▶ Written exercise a
Answer these questions from the thread on materialized views in Doris, one answer per line with the same marks:
(i) On what date and at what time (UTC) was the first message posted?
(ii) Which columns does base table A have in the reply's example?
(iii) Which Java file in FE does the reply point to for the query plan?
--- Begin Passage ---
You are viewing a plain text version of this content. The canonical link for it is here.
Posted to dev@doris.apache.org by Botong Huang <pk...@gmail.com> on 2022/09/21 07:59:17 UTC

Code for incremental plan of materialized view upon data change

Hi all,

Does anyone know where the code is for generating the incremental plan for
updating the materialized view when the base table receives new data? Many
thanks!

想知道物化视图的增量维护的plan生成的代码在哪里,谢谢!

Best,
Botong

Re: Re: Code for incremental plan of materialized view upon data change

Posted by Botong Huang <pk...@gmail.com>.
Cool, thx a lot!

Best,
Botong

On Fri, Sep 23, 2022 at 11:46 PM Mingyu Chen <mo...@163.com> wrote:

> Currently, Doris does not support multi-table materialized view.
> So the mv with join is not supported yet.
>
>
> Doris only support mv for single table, with some certain aggregation such
> as sum, min, max, count, count(dinstinct)
> For example, there is a base table A with column (k1, k2, v1, v2), you can
> create a mv B like:
> select k1, sum(v1) from A group by k1.
> And now, you got a base table A and a mv B.
> When data is loading into table A, it will generate a copy of data to B.
> For table A, the loading data is with column (k1, k2,v1,v2), and for mv B,
> the loading data will be (k1, v1).
> The aggregation is done on BE side, the BE will receive data (k1, v1) and
> do the aggregation (k1, sum(v1)).
>
>
> You can see StreamLoadPlanner.java in FE for the query plan, and
> DeltaWriter.h/cpp in BE for doing the aggregation.
>
>
>
>
> --
>
> 此致!Best Regards
> 陈明雨 Mingyu Chen
>
> Email:
> morningman@apache.org
>
>
>
>
>
> At 2022-09-23 23:29:44, "Botong Huang" <pk...@gmail.com> wrote:
> >Thanks for the reply!
> >
> >I do understand from doc that the incremental update of MV is triggered
> >upon base table change.
> >
> >But I cannot find the actual code in Doris code base that does the update,
> >specifically the actual incremental plan (tree of operator generated by
> the
> >optimizer) to update the view result.
> >
> >For example, if the view is "Select * from A inner join B". Then for each
> >new line in A, it needs to join all rows in B to get the correct updates
> to
> >the view.
> >
> > Or if the view is "Select avg(score) from A", then I assume the plan for
> >the update should be something like "Select sum(score), count(score) from
> >\delta A".
--- End Passage ---
--- Begin Material provided ---
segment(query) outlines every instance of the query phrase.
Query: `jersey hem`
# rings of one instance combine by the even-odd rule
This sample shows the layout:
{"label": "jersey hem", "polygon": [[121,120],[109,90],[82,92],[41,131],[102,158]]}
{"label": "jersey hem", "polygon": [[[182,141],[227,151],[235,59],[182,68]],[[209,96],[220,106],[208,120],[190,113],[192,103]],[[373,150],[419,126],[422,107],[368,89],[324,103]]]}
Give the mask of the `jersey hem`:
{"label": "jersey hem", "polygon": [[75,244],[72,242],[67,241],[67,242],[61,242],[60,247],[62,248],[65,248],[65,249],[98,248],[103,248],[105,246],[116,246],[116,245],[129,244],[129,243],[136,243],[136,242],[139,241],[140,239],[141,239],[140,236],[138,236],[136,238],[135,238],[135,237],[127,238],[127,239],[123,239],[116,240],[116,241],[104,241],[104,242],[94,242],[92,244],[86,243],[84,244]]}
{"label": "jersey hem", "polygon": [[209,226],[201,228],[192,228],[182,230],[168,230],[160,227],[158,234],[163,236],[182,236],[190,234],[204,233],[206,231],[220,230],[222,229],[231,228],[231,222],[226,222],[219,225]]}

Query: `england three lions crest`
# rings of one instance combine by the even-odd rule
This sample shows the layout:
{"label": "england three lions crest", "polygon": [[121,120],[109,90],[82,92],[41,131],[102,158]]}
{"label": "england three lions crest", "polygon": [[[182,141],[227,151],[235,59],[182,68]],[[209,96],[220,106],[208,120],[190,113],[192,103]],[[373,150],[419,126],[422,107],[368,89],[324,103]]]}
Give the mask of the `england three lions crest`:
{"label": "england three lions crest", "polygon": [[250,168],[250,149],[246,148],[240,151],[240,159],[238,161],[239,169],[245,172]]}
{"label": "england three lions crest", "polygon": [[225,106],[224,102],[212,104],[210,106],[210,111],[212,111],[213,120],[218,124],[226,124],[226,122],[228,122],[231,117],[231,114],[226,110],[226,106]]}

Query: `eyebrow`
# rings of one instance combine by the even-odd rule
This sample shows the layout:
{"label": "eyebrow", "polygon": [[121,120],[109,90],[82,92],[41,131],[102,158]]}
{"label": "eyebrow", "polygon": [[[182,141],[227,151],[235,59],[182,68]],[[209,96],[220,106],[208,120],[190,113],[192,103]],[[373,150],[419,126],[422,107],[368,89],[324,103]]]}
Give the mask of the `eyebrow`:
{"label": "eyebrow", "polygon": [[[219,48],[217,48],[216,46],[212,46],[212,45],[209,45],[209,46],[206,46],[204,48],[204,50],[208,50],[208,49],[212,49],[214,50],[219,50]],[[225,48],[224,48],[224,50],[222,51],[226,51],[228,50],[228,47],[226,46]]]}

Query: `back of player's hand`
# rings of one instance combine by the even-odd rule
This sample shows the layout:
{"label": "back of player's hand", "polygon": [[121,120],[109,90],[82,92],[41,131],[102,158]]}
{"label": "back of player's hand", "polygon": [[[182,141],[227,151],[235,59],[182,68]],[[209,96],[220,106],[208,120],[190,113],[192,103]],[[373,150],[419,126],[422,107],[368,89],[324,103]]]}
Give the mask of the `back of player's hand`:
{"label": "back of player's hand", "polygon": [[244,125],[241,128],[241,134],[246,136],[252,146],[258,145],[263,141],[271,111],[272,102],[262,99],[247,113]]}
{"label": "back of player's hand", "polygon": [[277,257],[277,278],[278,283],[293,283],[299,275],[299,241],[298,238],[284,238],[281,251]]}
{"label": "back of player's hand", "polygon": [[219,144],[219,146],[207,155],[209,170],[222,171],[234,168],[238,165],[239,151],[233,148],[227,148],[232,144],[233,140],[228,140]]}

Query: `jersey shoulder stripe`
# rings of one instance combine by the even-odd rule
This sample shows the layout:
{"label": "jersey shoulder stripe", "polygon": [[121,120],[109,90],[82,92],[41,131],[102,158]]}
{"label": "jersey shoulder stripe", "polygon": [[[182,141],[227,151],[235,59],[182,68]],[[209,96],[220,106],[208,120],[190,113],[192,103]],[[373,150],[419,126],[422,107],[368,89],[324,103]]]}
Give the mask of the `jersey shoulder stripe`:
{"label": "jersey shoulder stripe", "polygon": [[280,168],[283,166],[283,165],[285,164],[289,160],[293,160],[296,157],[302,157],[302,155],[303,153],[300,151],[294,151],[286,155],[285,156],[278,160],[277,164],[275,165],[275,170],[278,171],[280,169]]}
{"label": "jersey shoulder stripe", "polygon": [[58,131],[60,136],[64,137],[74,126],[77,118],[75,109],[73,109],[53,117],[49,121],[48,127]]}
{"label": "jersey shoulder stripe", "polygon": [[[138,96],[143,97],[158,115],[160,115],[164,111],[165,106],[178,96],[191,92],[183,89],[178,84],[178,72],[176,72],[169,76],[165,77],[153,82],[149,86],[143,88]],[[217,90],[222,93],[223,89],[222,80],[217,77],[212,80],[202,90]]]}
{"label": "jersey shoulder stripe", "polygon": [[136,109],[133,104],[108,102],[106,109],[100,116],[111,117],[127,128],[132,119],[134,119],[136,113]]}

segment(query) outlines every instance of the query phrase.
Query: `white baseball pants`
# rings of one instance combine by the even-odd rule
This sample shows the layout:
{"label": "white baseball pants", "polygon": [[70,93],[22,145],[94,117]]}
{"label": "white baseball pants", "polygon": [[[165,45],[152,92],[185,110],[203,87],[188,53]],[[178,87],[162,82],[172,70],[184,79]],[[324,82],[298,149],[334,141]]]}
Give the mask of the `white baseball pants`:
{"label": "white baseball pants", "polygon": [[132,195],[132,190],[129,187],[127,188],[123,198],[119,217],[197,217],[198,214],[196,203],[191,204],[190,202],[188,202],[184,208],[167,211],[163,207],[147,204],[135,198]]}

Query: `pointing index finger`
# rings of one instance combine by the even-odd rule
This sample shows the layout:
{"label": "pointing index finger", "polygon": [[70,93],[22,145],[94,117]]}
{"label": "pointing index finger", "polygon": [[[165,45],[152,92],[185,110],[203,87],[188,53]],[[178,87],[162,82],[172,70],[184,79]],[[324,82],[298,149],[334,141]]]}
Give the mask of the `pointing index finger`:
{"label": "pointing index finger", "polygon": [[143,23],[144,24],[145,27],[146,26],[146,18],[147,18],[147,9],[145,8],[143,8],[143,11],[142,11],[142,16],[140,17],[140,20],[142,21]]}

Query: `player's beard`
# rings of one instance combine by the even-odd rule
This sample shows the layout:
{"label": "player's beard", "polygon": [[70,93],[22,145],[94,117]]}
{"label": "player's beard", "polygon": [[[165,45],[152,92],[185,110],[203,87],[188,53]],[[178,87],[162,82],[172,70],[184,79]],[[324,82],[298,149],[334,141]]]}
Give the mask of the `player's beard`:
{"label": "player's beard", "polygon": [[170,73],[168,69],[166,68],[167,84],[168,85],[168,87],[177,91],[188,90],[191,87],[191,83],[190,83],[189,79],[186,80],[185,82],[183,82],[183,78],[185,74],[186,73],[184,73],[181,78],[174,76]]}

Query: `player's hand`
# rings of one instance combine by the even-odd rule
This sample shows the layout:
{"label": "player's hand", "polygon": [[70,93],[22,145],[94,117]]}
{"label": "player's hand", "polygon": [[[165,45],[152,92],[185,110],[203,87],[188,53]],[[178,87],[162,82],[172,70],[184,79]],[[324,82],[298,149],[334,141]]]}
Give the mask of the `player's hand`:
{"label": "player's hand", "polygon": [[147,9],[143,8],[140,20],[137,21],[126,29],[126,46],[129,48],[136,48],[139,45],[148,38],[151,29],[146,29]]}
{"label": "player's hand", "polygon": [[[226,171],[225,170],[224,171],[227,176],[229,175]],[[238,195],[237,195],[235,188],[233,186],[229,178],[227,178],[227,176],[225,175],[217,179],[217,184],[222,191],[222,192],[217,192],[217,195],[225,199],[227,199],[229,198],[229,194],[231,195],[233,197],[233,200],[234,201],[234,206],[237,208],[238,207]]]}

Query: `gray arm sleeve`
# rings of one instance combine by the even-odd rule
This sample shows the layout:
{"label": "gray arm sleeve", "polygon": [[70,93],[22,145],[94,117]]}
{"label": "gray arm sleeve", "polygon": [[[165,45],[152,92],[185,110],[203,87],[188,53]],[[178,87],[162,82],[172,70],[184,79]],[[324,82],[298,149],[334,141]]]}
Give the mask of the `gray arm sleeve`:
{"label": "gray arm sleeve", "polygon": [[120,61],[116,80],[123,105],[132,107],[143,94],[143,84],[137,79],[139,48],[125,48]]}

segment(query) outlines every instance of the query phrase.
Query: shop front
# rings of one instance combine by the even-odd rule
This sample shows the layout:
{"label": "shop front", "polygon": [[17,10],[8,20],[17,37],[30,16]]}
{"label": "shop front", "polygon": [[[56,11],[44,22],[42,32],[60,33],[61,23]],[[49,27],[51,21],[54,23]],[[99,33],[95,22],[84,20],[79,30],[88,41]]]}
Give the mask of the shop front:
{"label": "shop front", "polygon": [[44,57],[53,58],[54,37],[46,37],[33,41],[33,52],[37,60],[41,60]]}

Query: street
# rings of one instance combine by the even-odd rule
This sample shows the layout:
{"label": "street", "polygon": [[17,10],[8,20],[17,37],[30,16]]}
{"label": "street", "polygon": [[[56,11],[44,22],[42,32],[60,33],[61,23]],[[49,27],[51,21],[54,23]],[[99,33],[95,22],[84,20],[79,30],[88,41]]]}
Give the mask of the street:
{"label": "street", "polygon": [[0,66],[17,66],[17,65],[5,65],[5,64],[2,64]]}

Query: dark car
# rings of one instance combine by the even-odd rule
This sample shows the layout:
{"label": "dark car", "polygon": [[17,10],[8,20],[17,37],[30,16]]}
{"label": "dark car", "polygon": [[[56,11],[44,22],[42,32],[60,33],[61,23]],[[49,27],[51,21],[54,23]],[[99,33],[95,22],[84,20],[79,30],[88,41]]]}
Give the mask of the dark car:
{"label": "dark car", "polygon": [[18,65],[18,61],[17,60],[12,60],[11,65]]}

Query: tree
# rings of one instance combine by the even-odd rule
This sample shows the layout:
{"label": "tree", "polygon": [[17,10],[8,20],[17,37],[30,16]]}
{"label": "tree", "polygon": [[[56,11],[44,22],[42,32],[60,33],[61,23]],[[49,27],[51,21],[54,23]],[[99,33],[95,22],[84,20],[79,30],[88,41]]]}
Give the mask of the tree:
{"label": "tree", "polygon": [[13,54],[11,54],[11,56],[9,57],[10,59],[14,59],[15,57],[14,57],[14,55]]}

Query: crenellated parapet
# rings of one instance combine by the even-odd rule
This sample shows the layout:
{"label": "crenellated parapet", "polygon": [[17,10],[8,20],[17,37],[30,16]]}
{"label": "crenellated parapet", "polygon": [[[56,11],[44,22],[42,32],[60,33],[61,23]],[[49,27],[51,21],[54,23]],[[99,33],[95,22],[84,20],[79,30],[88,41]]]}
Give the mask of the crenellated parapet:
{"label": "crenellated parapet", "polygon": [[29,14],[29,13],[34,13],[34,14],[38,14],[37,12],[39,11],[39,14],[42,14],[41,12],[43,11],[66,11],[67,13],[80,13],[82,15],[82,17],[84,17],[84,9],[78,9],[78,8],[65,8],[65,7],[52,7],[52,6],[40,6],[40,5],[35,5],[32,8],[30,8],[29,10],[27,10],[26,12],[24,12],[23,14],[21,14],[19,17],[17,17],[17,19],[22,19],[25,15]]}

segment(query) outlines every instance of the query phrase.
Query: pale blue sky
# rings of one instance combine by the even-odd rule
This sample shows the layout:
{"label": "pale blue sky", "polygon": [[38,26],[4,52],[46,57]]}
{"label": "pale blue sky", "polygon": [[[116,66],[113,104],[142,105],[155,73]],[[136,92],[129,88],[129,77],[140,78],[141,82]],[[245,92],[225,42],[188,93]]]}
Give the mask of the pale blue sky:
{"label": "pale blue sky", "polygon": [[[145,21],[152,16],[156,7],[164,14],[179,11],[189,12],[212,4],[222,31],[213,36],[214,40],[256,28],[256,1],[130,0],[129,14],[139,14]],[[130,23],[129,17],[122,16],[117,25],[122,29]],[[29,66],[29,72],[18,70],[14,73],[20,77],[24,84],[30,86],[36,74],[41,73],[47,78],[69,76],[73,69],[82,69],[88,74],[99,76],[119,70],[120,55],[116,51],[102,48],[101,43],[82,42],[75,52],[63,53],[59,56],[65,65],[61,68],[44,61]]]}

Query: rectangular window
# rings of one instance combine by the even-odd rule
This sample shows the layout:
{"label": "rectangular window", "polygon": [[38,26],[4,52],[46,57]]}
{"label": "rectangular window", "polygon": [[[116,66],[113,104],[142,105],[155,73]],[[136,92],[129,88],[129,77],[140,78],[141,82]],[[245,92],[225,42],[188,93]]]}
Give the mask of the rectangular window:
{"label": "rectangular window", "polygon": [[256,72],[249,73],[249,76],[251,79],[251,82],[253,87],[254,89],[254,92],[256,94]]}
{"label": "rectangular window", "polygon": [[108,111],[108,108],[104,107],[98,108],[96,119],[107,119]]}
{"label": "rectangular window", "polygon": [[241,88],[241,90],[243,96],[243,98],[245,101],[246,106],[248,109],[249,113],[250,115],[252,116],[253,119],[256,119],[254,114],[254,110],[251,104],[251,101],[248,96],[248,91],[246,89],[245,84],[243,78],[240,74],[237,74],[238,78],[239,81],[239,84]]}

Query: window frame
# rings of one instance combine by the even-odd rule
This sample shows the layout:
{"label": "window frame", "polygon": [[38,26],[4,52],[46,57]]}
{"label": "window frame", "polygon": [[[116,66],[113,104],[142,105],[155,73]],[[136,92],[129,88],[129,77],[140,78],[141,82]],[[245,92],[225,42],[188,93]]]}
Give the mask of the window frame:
--- End Material provided ---
▶ Written exercise b
How many lines of the records contain the string "blue"? Case counts. Give only the number.

▶ Expected answer a
(i) 2022/09/21 at 07:59:17 UTC
(ii) k1, k2, v1, v2
(iii) StreamLoadPlanner.java

▶ Expected answer b
5